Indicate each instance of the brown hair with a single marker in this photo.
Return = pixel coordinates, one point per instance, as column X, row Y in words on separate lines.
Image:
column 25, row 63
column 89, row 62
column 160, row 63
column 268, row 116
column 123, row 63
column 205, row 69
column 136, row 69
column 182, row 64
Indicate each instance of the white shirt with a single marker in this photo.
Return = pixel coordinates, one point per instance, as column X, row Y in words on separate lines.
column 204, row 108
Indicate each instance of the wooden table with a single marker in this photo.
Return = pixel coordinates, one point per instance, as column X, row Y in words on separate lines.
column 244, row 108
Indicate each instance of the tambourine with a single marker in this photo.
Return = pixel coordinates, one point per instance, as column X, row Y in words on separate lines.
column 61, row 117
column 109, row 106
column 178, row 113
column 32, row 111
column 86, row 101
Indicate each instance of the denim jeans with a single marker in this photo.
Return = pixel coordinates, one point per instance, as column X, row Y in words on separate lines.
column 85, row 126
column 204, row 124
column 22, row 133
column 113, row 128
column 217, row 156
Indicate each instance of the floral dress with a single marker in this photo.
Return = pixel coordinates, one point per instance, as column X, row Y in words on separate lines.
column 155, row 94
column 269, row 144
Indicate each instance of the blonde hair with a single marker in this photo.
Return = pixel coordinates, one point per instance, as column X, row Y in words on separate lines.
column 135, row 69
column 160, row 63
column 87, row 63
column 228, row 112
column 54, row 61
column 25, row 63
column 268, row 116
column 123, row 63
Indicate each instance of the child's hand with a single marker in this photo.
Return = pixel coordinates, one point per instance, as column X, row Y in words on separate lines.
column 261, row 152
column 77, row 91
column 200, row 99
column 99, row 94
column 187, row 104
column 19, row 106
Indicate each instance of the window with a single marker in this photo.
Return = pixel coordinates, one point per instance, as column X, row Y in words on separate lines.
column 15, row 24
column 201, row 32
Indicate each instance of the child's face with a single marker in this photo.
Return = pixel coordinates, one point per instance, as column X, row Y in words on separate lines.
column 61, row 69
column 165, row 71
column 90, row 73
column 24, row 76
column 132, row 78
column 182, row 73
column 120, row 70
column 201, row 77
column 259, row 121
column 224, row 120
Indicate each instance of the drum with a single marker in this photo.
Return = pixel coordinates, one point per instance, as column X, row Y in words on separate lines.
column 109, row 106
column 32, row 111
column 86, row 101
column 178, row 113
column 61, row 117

* **TASK INSTRUCTIONS**
Please render the records from the start through the line containing "column 182, row 64", inclusive, as a two-column CSV with the headers input and output, one row for each record. Enclose each field in double quotes and turn its line breaks into spaces.

* **FULL OUTPUT**
input,output
"Indicate each instance of the brown hair with a single marker in this photo. Return = pixel coordinates, one point per instance, as column X, row Y in words on separate lines. Image:","column 25, row 63 column 89, row 62 column 160, row 63 column 268, row 116 column 123, row 63 column 205, row 69 column 136, row 69 column 182, row 64"